PROBLEM REQUIREMENTS – Copy the following passage on African trade growth in full, word for word.

EXERCISE PASSAGE –
┌────────
Merchandise trade expanded by 6.1% to approximately $1.5 trillion, while intra-African trade grew 5.5% to $213.8 billion, reflecting stronger regional integration and improving economic resilience.

Kale said the changing composition of African trade was even more significant than the increase in trade volumes.

Afreximbank chief economist and managing director of research and trade intelligence, Dr Yemi Kale, said the continent stands at a defining moment.

Afreximbank chief economist and managing director of research and trade intelligence, Dr Yemi Kale, said the continent stands at a defining moment.

Image: Supplied

"The key highlight is not just the growth in trade volumes and values, but also that Africa is trading more with itself."

Unlike exports to overseas markets, which remain dominated by raw commodities, trade within Africa increasingly consists of manufactured and processed products, signalling gradual structural transformation.

The report notes that global disruptions—including conflicts in the Middle East, attacks on shipping through the Red Sea and protectionist trade policies—have exposed the vulnerabilities of long, globally concentrated supply chains.
└────────
DATA EXTRACTS –
┌────────
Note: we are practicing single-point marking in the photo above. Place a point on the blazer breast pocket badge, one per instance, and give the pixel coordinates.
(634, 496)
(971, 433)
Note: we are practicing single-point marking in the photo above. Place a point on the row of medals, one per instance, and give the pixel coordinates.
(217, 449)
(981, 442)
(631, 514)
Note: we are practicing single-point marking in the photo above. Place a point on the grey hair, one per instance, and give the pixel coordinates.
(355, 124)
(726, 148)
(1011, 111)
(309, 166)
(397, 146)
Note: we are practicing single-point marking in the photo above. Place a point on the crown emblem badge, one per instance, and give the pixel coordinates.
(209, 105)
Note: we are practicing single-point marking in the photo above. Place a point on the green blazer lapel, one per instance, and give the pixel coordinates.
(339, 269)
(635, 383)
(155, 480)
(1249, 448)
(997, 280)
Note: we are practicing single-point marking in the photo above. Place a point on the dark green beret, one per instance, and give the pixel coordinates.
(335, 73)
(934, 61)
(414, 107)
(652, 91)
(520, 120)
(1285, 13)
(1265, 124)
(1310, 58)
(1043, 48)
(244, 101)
└────────
┌────────
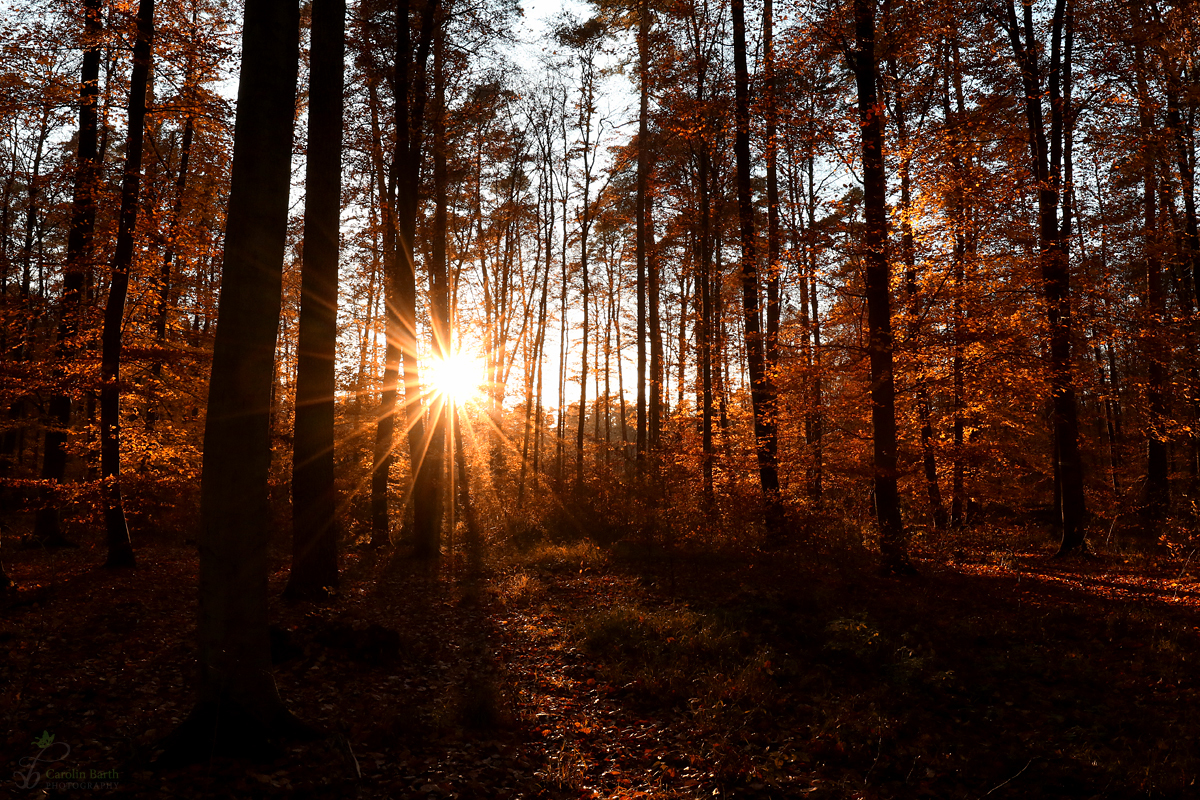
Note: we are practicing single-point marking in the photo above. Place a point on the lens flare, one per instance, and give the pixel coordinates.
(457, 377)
└────────
ANSWER –
Merchandise trade expanded by 6.1% to approximately $1.5 trillion, while intra-African trade grew 5.5% to $213.8 billion, reflecting stronger regional integration and improving economic resilience.

Kale said the changing composition of African trade was even more significant than the increase in trade volumes.

Afreximbank chief economist and managing director of research and trade intelligence, Dr Yemi Kale, said the continent stands at a defining moment.

Afreximbank chief economist and managing director of research and trade intelligence, Dr Yemi Kale, said the continent stands at a defining moment.

Image: Supplied

"The key highlight is not just the growth in trade volumes and values, but also that Africa is trading more with itself."

Unlike exports to overseas markets, which remain dominated by raw commodities, trade within Africa increasingly consists of manufactured and processed products, signalling gradual structural transformation.

The report notes that global disruptions—including conflicts in the Middle East, attacks on shipping through the Red Sea and protectionist trade policies—have exposed the vulnerabilities of long, globally concentrated supply chains.